REQUEST:
Retype exactly the line holding "Request = locate the surf" and each line that follows, down to the last one. Exclude pictures.
::: DATASET ROWS
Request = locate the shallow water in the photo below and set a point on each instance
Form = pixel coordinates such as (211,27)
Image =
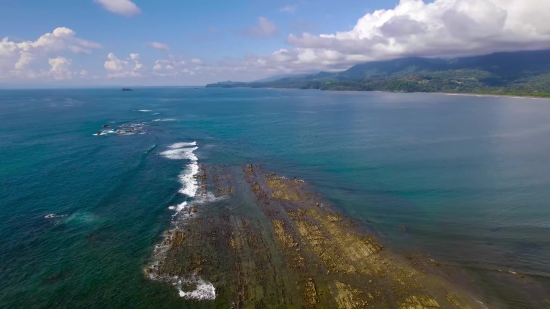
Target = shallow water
(462,178)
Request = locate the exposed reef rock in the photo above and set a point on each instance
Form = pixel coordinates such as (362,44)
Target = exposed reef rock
(283,246)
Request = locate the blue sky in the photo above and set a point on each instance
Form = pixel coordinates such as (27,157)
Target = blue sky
(113,41)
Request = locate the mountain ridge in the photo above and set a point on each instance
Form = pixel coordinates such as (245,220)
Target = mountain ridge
(523,73)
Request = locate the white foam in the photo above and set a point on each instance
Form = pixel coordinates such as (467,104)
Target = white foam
(204,290)
(188,181)
(209,197)
(181,145)
(180,154)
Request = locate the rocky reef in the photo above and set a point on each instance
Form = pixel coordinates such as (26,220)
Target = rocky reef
(274,243)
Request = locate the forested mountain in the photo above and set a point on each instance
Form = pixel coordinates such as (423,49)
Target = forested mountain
(512,73)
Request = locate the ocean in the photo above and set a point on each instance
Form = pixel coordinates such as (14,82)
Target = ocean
(91,178)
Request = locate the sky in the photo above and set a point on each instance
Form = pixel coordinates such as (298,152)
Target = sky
(177,42)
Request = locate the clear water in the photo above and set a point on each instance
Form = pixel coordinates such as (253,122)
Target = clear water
(466,176)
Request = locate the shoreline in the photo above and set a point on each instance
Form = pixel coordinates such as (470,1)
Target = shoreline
(400,92)
(286,246)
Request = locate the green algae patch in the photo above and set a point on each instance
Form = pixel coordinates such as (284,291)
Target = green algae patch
(284,248)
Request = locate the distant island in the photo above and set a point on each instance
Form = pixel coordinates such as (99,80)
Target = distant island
(525,73)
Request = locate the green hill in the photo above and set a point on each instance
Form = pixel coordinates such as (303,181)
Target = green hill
(525,73)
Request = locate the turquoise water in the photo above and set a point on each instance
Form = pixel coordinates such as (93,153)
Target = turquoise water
(466,176)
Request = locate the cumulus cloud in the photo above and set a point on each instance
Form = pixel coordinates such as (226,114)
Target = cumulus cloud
(60,68)
(264,28)
(159,46)
(122,7)
(441,28)
(130,67)
(171,66)
(288,9)
(16,59)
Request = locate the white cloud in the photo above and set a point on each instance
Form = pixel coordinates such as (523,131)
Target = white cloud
(130,67)
(441,28)
(60,68)
(17,59)
(122,7)
(172,66)
(264,28)
(159,46)
(288,9)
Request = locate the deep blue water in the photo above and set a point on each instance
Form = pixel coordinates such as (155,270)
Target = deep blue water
(468,177)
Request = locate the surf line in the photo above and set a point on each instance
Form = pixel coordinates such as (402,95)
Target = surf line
(203,290)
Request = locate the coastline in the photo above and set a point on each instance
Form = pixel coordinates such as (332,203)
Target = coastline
(285,245)
(514,96)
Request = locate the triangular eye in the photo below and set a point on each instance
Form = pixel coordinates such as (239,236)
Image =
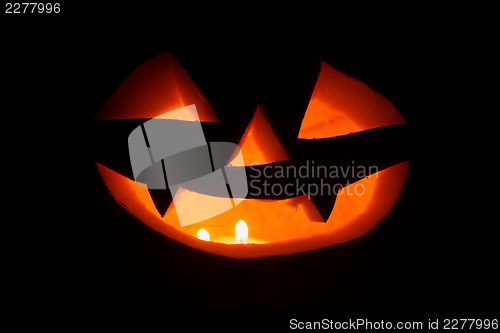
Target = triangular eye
(157,86)
(341,105)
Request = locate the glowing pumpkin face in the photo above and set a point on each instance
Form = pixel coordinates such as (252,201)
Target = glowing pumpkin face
(342,112)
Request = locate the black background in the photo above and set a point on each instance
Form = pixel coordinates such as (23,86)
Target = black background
(79,256)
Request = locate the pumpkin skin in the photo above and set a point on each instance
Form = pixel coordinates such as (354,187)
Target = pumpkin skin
(339,105)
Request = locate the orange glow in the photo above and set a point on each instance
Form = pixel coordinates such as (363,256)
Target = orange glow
(203,235)
(154,88)
(339,105)
(241,232)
::::::
TASK SOLUTION:
Request = locate the surf line in the photo above and set a point on each instance
Form = pixel coordinates such as (402,95)
Target = surf line
(203,290)
Request = locate the coastline in the photo above and set a point on each instance
Form = pixel coordinates such as (332,203)
Target = coastline
(285,245)
(514,96)
Request = locate the triangular eye in the photo below and set a point on each instance
Form = pixel coordinates such as (239,236)
Image =
Target = triangular eye
(157,86)
(341,105)
Request = locate the glowing pumpkin face in the photo above and set a point on each instance
Form = pixel coordinates such as (252,201)
Target = glowing pumpkin face
(342,112)
Request = locate the black background in the photo above and set a point on each instance
Form = pixel coordinates such as (23,86)
Target = black background
(79,256)
Request = locate the pumpkin skin in the photo above and set a point on each instance
Form = pixel coordinates such as (354,187)
Target = pumpkin skin
(339,105)
Request = locate the orange glow in the photo above and set a point on each instance
Form = pixel coordinates such as (363,256)
Target = orange glow
(203,235)
(154,88)
(339,105)
(241,232)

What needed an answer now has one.